## Material for the task
★ ★ ★ ★ ★
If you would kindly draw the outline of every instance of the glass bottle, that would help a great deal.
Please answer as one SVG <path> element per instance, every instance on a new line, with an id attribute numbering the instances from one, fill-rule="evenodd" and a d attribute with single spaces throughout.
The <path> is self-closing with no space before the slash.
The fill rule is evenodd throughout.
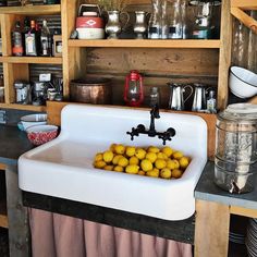
<path id="1" fill-rule="evenodd" d="M 196 1 L 195 23 L 193 26 L 192 38 L 209 39 L 211 38 L 211 15 L 212 3 L 209 1 Z"/>
<path id="2" fill-rule="evenodd" d="M 36 57 L 38 54 L 38 33 L 36 30 L 36 22 L 30 21 L 30 28 L 25 34 L 25 52 L 28 57 Z"/>
<path id="3" fill-rule="evenodd" d="M 209 113 L 217 113 L 215 90 L 209 91 L 209 96 L 207 98 L 207 111 Z"/>
<path id="4" fill-rule="evenodd" d="M 161 38 L 161 4 L 160 0 L 151 0 L 152 13 L 148 25 L 148 38 Z"/>
<path id="5" fill-rule="evenodd" d="M 181 19 L 182 19 L 182 38 L 183 39 L 189 38 L 188 22 L 187 22 L 187 19 L 188 19 L 187 8 L 188 8 L 187 0 L 181 0 Z"/>
<path id="6" fill-rule="evenodd" d="M 233 24 L 232 63 L 246 68 L 248 58 L 248 28 L 240 21 Z"/>
<path id="7" fill-rule="evenodd" d="M 250 16 L 257 21 L 257 11 L 250 11 Z M 248 58 L 247 69 L 257 74 L 257 34 L 249 30 L 249 42 L 248 42 Z"/>
<path id="8" fill-rule="evenodd" d="M 183 21 L 182 21 L 182 5 L 181 0 L 175 0 L 172 5 L 172 15 L 169 23 L 169 38 L 183 38 Z"/>
<path id="9" fill-rule="evenodd" d="M 12 32 L 12 54 L 15 57 L 22 57 L 24 52 L 21 23 L 15 23 L 15 28 Z"/>
<path id="10" fill-rule="evenodd" d="M 47 26 L 47 21 L 42 21 L 42 27 L 40 33 L 40 56 L 51 56 L 51 34 Z"/>
<path id="11" fill-rule="evenodd" d="M 167 0 L 162 0 L 161 1 L 161 38 L 162 39 L 167 39 L 168 38 L 168 32 L 169 32 L 169 27 L 168 27 L 168 1 Z"/>

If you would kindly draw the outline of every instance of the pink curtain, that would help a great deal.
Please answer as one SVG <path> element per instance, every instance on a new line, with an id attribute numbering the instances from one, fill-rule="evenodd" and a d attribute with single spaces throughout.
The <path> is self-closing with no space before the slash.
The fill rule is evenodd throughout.
<path id="1" fill-rule="evenodd" d="M 189 244 L 29 209 L 34 257 L 192 257 Z"/>

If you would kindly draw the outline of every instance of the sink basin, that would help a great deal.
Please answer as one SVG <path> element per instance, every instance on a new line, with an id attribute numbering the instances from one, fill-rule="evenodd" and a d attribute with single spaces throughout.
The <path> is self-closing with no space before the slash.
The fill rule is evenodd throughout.
<path id="1" fill-rule="evenodd" d="M 167 145 L 182 150 L 192 161 L 179 180 L 98 170 L 96 152 L 112 143 L 162 146 L 157 137 L 127 131 L 149 127 L 149 111 L 68 105 L 61 113 L 61 133 L 19 159 L 21 189 L 81 203 L 94 204 L 164 220 L 183 220 L 195 211 L 194 188 L 207 161 L 207 125 L 196 115 L 160 112 L 156 130 L 173 127 L 176 135 Z"/>

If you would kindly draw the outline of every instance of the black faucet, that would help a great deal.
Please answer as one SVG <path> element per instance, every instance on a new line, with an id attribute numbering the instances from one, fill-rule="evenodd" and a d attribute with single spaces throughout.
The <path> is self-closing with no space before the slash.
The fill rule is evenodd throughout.
<path id="1" fill-rule="evenodd" d="M 150 110 L 150 127 L 146 130 L 143 124 L 137 125 L 137 127 L 132 127 L 131 132 L 126 132 L 127 135 L 131 135 L 131 139 L 134 139 L 134 136 L 139 136 L 139 134 L 146 134 L 150 137 L 158 136 L 158 138 L 163 140 L 163 145 L 166 145 L 167 140 L 171 140 L 171 137 L 175 135 L 175 130 L 173 127 L 169 127 L 166 132 L 157 132 L 155 125 L 155 119 L 160 119 L 159 106 L 155 105 Z"/>

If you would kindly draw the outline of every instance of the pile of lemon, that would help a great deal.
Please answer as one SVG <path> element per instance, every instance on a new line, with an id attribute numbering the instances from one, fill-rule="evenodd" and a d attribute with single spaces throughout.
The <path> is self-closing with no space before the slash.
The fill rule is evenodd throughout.
<path id="1" fill-rule="evenodd" d="M 95 156 L 94 167 L 108 171 L 125 172 L 161 179 L 180 179 L 191 158 L 169 146 L 148 148 L 112 144 L 105 152 Z"/>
★ ★ ★ ★ ★
## Task
Reproduce every row above with "self-closing" changed to "void" and nothing else altered. Omit the pictures.

## Solution to this exercise
If you would kindly draw the outline of every instance of the glass bottle, that would help a great deal.
Please answer as one SVG <path> element per instance, every instance on a new line, with an id attribute numbering the instances from one, fill-rule="evenodd" and a d attribute with single spaces throughout.
The <path> is void with no space before the slash.
The fill rule is evenodd throughout.
<path id="1" fill-rule="evenodd" d="M 196 1 L 195 23 L 193 26 L 192 38 L 209 39 L 211 38 L 211 15 L 212 3 L 209 1 Z"/>
<path id="2" fill-rule="evenodd" d="M 36 57 L 38 54 L 38 33 L 36 30 L 36 22 L 30 21 L 30 28 L 25 34 L 25 52 L 28 57 Z"/>
<path id="3" fill-rule="evenodd" d="M 209 113 L 217 113 L 215 90 L 209 91 L 209 96 L 207 98 L 207 111 Z"/>
<path id="4" fill-rule="evenodd" d="M 161 38 L 161 4 L 160 0 L 151 0 L 152 13 L 148 25 L 148 38 Z"/>
<path id="5" fill-rule="evenodd" d="M 181 19 L 182 19 L 182 38 L 183 39 L 189 38 L 188 22 L 187 22 L 187 19 L 188 19 L 187 8 L 188 8 L 187 0 L 181 0 Z"/>
<path id="6" fill-rule="evenodd" d="M 233 24 L 232 63 L 246 68 L 248 58 L 248 28 L 240 21 Z"/>
<path id="7" fill-rule="evenodd" d="M 250 16 L 257 21 L 257 11 L 250 11 Z M 248 58 L 247 69 L 257 74 L 257 34 L 249 30 L 249 42 L 248 42 Z"/>
<path id="8" fill-rule="evenodd" d="M 183 21 L 182 21 L 182 5 L 181 0 L 175 0 L 172 5 L 172 15 L 169 23 L 169 38 L 183 38 Z"/>
<path id="9" fill-rule="evenodd" d="M 12 32 L 12 54 L 15 57 L 22 57 L 24 52 L 21 23 L 15 23 L 15 28 Z"/>
<path id="10" fill-rule="evenodd" d="M 47 26 L 47 21 L 42 21 L 42 27 L 40 33 L 40 56 L 51 56 L 51 34 Z"/>
<path id="11" fill-rule="evenodd" d="M 167 0 L 162 0 L 161 1 L 161 38 L 162 39 L 167 39 L 168 38 L 168 32 L 169 32 L 169 27 L 168 27 L 168 1 Z"/>

If you would kindly draw the outline of every instance of the pink curtain, that would help a great deal.
Please answer as one SVG <path> element per instance, every instance on a new line, with an id attribute numbering the instances from one, fill-rule="evenodd" and a d attribute with single spaces throughout.
The <path> is void with no space before the slash.
The fill rule is evenodd throughout.
<path id="1" fill-rule="evenodd" d="M 189 244 L 29 209 L 34 257 L 192 257 Z"/>

If you would kindly draw the outline of every instance of the sink basin, that would help a great deal.
Please answer as one SVG <path> element per instance, every instance on a new line, with an id attribute numbering the instances from one, fill-rule="evenodd" and a d attribute with single spaces throughout.
The <path> is void with no space before the slash.
The fill rule is evenodd throughout.
<path id="1" fill-rule="evenodd" d="M 167 145 L 182 150 L 192 161 L 179 180 L 98 170 L 96 152 L 112 143 L 162 146 L 157 137 L 127 131 L 149 127 L 149 111 L 68 105 L 61 113 L 61 133 L 19 159 L 21 189 L 81 203 L 94 204 L 164 220 L 183 220 L 195 211 L 194 188 L 207 161 L 207 125 L 196 115 L 160 112 L 156 130 L 173 127 L 176 135 Z"/>

If you would kindly draw the outline of every instance of the black faucet, that would help a great deal.
Please answer as one SVG <path> element per instance, every instance on a new line, with an id attribute numbering the instances from one, fill-rule="evenodd" and a d attribute with single spaces throughout.
The <path> is void with no space before the slash.
The fill rule is evenodd throughout.
<path id="1" fill-rule="evenodd" d="M 150 110 L 150 127 L 146 130 L 143 124 L 137 125 L 137 127 L 132 127 L 131 132 L 126 132 L 127 135 L 131 135 L 131 139 L 134 139 L 134 136 L 139 136 L 139 134 L 146 134 L 150 137 L 158 136 L 158 138 L 163 140 L 163 145 L 166 145 L 167 140 L 171 140 L 171 137 L 175 135 L 175 130 L 173 127 L 169 127 L 166 132 L 157 132 L 155 125 L 155 119 L 160 119 L 159 106 L 155 105 Z"/>

If you would kindly draw the outline of every instance of the pile of lemon, that would help a great deal.
Please answer as one SVG <path> element per instance, every instance on a new line, with an id attribute numbering the instances from one, fill-rule="evenodd" and a d attribute with single spaces throughout.
The <path> is void with no space before the slash.
The fill rule is evenodd throughout.
<path id="1" fill-rule="evenodd" d="M 95 156 L 94 167 L 108 171 L 125 172 L 161 179 L 180 179 L 191 158 L 169 146 L 148 148 L 112 144 L 105 152 Z"/>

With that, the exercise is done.